## Directions
1 > Answer these questions from the passage on moisture and buildings, each on its own line:
(a) In what year did UN members sign the Agenda for Sustainable Development?
(b) Which UN-SDG calls for tighter indoor air quality standards?
(c) According to the text, what did the global pandemic of 2020 demonstrate about natural ventilation in high density settlements?
2 > Carry on the passage on moisture and buildings from the point where it stops.

## Excerpt provided
###
Moisture and Buildings

In 2015, members of the United Stations (UN) signed an Agenda for Sustainable Development, which included a 15-year plan to provide a more sustainable future for all by achieving the 17 Sustainable Development Goals (SDG) (United Nations, 2016). These goals address global challenges such as climate change, health and well-being, which are of direct relevance to the construction sector. UN-SDG 13 Climate action and UN-SDG 11 Sustainable cities and communities represent a move towards increasingly ambitious energy and environmental performance requirements in the way we design and construct buildings. The resulting pressure is driving the development of new construction methods, practices and technologies, with a corresponding increase in innovative building components and materials. At the same time, UN-SDG 3 Health and well-being calls for tighter indoor air quality (IAQ) standards. In order to provide a high level of IAQ, it is vitally important to seal buildings and to prevent uncontrolled exchange of air between indoors and outdoors, especially given the increasing density of the urban environment and the need to stem the alarming trend in levels of air pollution.  As recent events have demonstrated, global warming is significantly expanding the number of bushfire-prone areas, thereby exposing a growing number of large cities to smoke hazards and contributing to a further decrease in air quality. In addition, the global pandemic of 2020 demonstrated that natural ventilation in high density settlements may be a channel of infection, and this has encouraged closer consideration of mechanical ventilation systems. For these reasons, recent building sustainability standards have adopted more stringent envelope airtightness requirements.
###
## Listed entries
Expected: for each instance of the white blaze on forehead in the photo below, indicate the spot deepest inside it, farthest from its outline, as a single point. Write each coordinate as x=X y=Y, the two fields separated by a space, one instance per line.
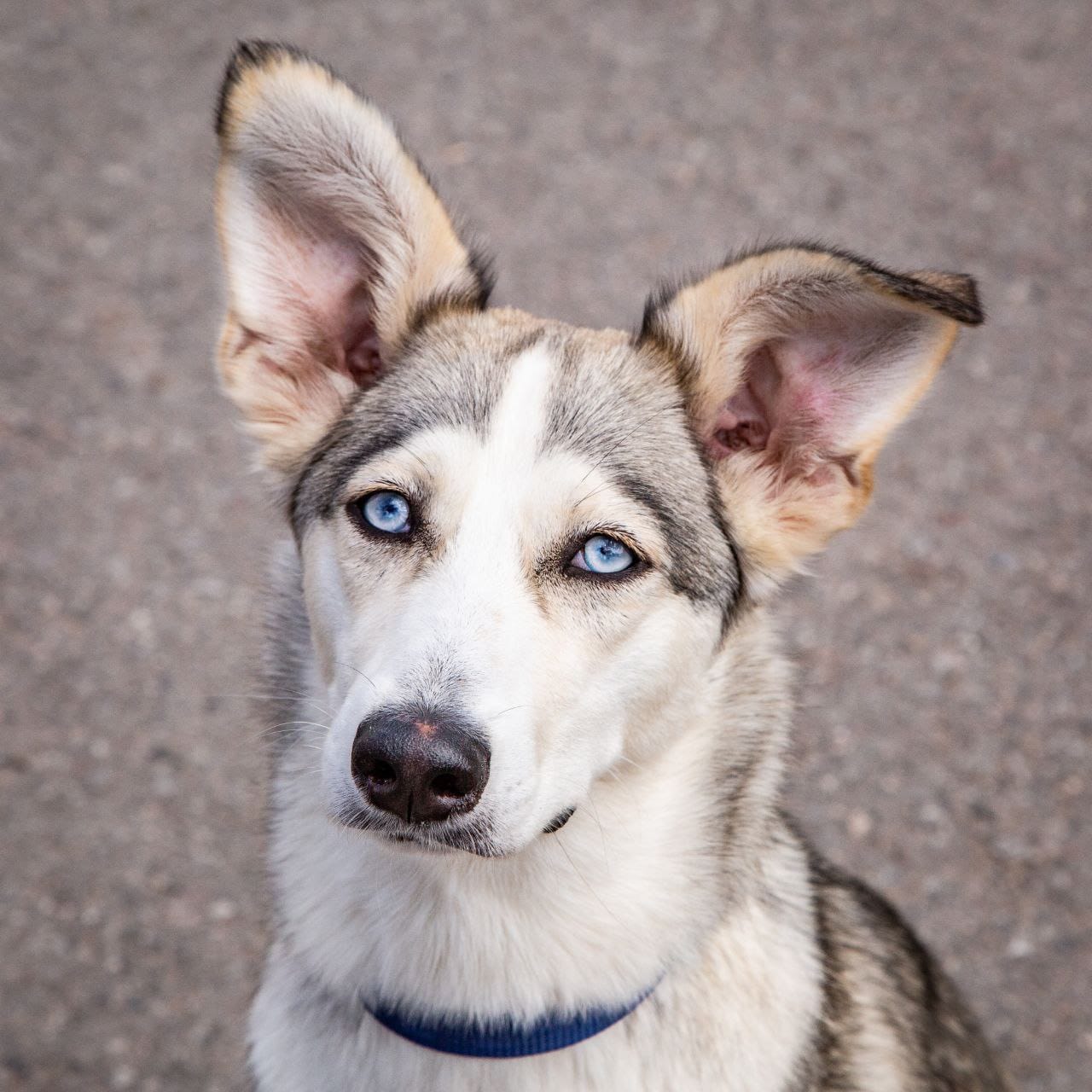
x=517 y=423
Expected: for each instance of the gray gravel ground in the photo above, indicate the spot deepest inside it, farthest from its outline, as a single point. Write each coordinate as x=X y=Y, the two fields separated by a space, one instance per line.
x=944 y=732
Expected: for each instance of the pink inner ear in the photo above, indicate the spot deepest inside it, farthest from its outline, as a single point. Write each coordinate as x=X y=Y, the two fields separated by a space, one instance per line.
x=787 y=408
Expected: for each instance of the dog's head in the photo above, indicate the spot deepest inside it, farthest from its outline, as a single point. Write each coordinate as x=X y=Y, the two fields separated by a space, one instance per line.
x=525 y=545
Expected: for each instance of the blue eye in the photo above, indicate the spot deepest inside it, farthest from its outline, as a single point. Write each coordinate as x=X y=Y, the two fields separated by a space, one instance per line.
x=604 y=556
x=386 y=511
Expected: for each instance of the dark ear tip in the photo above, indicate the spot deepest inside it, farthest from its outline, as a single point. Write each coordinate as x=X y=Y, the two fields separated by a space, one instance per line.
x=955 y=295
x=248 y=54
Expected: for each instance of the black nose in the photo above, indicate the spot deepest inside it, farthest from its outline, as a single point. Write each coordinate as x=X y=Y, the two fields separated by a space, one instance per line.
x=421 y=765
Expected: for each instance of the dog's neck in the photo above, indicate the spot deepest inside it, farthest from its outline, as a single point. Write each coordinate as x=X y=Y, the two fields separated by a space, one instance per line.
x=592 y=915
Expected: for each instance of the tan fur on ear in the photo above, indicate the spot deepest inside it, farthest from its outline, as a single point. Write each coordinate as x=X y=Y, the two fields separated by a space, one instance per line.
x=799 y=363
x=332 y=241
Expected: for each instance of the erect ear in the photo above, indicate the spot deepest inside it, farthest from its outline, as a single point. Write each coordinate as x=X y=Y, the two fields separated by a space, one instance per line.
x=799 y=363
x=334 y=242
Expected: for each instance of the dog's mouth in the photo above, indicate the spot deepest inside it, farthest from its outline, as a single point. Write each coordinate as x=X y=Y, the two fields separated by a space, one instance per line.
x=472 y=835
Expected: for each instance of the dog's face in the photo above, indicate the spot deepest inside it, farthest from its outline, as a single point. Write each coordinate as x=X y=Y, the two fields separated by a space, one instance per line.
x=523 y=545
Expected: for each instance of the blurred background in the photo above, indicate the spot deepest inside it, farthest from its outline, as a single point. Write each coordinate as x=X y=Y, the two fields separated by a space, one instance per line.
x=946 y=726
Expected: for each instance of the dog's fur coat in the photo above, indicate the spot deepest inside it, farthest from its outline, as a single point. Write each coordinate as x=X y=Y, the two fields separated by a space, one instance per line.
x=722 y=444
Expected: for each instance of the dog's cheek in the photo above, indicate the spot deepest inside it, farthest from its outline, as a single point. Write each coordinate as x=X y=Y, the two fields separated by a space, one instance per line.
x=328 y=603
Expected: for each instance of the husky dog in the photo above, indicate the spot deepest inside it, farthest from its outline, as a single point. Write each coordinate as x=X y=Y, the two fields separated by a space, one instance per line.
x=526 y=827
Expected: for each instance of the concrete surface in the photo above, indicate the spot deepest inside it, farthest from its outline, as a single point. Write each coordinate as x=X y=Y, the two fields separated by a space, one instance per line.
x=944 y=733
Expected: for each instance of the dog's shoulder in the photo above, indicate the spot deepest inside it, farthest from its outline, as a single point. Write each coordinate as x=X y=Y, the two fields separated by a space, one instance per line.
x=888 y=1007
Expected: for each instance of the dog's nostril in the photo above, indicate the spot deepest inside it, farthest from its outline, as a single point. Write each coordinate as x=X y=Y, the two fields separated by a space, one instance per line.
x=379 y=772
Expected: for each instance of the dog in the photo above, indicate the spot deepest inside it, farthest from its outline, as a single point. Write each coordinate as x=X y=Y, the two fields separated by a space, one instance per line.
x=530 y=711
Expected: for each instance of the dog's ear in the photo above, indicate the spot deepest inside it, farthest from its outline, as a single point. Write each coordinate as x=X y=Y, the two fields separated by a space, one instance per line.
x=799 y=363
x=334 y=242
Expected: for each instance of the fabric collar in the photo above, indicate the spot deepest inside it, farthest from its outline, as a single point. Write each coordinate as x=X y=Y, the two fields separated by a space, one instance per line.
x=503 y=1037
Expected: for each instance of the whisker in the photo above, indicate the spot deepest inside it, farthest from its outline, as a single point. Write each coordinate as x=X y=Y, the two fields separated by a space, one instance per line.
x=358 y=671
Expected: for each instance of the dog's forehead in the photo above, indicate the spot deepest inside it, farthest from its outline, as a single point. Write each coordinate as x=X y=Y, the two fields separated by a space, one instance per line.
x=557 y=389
###
## Responses by item number
1 >
(a) 2015
(b) UN-SDG 3, Health and well-being
(c) That it may be a channel of infection

2 >
The combination of new construction methodologies, stricter airtightness requirements and the changing social and cultural context that influences the way we live inside buildings has created unprecedented challenges for the built environment. In modifying indoor and outdoor environments and the building envelopes that serve as a filter between the two, we are changing the physical parameters of the ways in which buildings behave and respond to climatic stimuli. In particular, increased importance is being directed towards hygrothermal analysis for both new constructions and remedial works. Although heat has long been an issue, the construction sector has only recently begun to discover the significant implications of moisture. The major issue with moisture-related failures in buildings is the time it takes for negative effects to become visible, which usually occurs only after a period of occupation. The lack of clear roles and responsibilities in the current design and construction process also poses a risk in regard to moisture management. Yet the changed building requirements have a significant impact on their hygrothermal behaviour: greater airtightness often translates into higher indoor humidity; new bio-based materials are more prone to organic proliferation; and different construction methodologies influence heat and moisture transfer through the envelope.

Understanding and predicting the way in which buildings and moisture may interact should be an important step in the design process, aiming to minimise possible negative long-term consequences. Moisture-related issues never have a simple solution, since they involve multiple factors, including design, construction, maintenance, materials, climate and occupation pattern. Thus, while the topic is attracting growing attention among researchers, designers and practitioners, the pace with which actual change is occurring is still too slow.  

This book provides an overview of current research, knowledge and policy frameworks, and presents a comprehensive analysis of the implications of moisture and the importance of accounting for it during the design process. It responds to the urgent need for a systematic organisation of the existing knowledge to identify research gaps and provide directions for future development. The ultimate goal is to increase awareness of the multifaceted implications of hygrothermal phenomena and promote integrated design processes that lead to healthier and more durable constructions.